[Goal of the exercise] Count the lines in the records below that contain the string "building", matching case exactly, and reply with only that number.

[Dataset]
***

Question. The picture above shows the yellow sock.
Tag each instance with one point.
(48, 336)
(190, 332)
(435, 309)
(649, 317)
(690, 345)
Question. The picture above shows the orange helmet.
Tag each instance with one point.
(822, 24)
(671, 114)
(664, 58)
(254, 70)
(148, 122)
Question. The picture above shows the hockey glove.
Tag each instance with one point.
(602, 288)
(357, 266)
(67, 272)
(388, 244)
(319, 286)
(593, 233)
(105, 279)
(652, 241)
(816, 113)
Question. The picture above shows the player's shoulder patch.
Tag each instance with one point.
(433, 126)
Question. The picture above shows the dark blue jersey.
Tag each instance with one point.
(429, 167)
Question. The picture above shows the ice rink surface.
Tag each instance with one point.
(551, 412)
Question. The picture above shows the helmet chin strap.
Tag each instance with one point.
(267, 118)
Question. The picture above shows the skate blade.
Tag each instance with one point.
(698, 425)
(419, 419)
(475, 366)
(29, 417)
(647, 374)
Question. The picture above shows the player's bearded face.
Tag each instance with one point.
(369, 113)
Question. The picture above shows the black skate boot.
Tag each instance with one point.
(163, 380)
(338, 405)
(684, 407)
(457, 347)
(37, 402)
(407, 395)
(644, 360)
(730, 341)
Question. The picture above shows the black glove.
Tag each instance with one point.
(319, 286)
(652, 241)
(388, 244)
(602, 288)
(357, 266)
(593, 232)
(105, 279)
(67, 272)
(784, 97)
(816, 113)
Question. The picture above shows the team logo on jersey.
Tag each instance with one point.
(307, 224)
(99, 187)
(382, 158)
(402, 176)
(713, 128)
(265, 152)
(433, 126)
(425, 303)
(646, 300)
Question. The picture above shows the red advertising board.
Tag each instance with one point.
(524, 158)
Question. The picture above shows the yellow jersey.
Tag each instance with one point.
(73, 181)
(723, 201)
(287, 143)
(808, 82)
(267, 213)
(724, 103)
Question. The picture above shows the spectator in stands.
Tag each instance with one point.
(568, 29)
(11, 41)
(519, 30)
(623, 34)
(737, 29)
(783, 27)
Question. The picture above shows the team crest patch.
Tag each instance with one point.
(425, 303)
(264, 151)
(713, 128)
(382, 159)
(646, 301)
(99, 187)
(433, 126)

***

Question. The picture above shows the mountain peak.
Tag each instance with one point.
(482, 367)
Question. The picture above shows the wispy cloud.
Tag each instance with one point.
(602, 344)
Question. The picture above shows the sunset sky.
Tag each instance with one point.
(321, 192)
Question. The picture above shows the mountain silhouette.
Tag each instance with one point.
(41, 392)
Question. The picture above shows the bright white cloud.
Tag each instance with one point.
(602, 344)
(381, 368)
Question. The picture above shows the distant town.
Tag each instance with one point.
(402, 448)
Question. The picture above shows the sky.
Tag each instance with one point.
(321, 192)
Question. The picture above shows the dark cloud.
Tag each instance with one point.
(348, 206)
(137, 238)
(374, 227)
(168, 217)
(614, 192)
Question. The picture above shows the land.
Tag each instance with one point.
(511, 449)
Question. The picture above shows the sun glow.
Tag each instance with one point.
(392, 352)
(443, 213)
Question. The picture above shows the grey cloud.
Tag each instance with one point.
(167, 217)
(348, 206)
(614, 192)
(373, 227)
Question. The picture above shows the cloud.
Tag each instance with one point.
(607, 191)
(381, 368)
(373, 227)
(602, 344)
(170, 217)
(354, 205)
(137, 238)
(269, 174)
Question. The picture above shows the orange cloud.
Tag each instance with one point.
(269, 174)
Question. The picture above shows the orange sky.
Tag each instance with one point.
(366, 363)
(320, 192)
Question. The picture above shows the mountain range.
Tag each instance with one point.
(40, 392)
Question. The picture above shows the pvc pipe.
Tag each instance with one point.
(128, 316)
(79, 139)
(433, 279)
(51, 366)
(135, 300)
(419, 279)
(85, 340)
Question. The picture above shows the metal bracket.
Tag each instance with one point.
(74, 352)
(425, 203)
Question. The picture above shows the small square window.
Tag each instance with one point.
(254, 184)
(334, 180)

***

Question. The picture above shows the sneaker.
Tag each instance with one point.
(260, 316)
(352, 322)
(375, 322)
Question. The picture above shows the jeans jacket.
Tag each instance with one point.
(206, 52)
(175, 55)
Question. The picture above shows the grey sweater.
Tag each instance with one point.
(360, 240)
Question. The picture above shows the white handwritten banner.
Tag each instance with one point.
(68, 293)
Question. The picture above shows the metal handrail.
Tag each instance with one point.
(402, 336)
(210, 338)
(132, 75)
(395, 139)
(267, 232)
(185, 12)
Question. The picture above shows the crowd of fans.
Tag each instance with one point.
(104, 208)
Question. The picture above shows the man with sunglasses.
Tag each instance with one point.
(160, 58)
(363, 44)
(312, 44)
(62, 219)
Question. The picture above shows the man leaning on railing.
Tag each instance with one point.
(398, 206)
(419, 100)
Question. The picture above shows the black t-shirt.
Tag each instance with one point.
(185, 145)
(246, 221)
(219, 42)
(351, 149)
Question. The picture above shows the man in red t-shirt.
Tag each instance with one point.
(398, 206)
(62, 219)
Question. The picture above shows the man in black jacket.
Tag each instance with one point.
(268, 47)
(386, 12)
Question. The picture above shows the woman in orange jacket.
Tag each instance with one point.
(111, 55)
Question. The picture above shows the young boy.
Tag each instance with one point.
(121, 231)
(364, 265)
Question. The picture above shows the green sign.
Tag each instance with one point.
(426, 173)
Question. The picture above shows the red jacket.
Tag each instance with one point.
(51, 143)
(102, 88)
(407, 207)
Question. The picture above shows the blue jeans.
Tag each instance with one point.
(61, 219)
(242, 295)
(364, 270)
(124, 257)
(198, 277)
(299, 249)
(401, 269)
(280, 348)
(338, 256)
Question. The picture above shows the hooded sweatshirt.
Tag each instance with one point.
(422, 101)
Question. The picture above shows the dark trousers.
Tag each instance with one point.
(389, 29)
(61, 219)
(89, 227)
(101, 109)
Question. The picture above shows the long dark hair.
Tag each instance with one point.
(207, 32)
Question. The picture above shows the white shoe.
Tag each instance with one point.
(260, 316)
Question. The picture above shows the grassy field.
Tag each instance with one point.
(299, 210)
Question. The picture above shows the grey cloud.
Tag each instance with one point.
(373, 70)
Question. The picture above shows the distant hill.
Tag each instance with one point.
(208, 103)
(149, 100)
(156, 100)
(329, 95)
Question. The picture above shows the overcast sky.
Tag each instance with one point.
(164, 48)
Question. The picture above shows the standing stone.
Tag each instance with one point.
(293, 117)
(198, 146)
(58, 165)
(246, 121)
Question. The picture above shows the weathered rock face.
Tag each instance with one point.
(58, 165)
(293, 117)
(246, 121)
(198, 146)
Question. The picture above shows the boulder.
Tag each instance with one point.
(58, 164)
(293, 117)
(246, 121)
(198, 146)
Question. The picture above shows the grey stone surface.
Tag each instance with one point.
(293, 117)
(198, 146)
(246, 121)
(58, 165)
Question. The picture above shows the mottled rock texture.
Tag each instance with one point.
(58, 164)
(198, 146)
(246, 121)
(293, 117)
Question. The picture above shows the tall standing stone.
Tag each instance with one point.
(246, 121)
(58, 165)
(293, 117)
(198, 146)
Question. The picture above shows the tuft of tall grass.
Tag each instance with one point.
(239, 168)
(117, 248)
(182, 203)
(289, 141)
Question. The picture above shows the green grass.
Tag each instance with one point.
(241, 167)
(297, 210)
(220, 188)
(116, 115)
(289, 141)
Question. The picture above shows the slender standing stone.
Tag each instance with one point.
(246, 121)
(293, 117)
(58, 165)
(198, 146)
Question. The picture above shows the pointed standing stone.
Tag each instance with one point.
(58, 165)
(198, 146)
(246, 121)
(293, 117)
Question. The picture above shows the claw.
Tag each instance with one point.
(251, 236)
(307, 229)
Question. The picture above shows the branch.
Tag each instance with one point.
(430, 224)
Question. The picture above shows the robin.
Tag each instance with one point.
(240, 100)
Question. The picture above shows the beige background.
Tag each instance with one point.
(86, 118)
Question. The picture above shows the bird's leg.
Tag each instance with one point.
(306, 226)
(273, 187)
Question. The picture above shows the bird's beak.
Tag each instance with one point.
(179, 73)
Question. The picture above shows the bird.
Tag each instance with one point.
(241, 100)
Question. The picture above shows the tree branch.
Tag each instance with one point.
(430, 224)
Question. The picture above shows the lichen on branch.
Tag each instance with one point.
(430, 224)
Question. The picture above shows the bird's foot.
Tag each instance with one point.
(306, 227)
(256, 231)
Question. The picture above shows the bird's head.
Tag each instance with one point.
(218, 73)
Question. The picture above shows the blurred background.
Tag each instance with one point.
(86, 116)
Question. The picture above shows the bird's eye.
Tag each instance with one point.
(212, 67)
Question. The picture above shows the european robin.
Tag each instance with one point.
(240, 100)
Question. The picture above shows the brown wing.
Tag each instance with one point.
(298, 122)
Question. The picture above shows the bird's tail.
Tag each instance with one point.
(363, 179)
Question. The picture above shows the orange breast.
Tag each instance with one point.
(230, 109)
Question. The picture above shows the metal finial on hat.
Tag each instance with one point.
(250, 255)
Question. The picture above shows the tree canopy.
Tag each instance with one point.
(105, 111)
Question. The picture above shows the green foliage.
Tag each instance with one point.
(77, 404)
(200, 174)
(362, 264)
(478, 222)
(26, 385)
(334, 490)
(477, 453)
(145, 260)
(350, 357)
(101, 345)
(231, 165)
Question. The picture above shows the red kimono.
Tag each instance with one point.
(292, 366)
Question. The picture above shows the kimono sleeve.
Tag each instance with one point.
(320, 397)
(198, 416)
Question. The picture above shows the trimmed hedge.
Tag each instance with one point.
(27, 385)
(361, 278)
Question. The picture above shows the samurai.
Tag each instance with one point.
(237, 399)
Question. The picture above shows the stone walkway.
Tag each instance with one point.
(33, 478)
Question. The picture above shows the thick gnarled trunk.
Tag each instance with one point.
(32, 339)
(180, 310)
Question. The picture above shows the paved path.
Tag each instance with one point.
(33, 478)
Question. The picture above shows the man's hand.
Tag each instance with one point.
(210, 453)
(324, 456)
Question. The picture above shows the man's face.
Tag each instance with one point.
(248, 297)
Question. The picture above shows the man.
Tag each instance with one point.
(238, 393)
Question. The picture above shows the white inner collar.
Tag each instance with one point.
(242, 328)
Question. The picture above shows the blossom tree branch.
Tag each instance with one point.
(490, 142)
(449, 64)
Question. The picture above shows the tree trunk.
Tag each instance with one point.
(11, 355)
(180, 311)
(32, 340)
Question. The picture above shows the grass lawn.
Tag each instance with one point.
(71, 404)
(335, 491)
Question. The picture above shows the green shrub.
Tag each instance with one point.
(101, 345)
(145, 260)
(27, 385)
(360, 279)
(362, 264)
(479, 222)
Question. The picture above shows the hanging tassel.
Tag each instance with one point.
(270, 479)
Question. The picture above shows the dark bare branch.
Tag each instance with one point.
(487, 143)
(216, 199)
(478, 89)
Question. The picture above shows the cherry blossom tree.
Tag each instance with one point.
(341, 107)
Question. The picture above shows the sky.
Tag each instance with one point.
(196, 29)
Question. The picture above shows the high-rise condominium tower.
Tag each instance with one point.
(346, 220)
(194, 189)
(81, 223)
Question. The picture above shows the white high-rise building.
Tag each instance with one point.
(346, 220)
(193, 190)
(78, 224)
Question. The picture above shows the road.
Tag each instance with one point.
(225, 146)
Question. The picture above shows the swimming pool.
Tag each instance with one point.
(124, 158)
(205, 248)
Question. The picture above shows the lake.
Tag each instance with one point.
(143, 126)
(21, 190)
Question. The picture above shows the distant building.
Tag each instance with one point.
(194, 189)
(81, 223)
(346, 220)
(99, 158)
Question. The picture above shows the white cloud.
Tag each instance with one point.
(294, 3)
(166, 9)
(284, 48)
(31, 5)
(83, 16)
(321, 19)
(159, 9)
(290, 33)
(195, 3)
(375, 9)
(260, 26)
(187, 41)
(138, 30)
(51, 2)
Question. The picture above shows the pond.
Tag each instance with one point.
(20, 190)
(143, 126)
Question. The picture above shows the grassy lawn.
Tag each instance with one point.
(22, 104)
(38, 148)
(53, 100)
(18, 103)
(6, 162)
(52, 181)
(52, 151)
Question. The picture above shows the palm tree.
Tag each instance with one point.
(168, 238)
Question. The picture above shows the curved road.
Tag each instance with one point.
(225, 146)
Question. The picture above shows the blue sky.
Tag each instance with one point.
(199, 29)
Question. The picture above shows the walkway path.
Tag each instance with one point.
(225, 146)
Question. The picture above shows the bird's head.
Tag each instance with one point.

***

[Finished answer] 2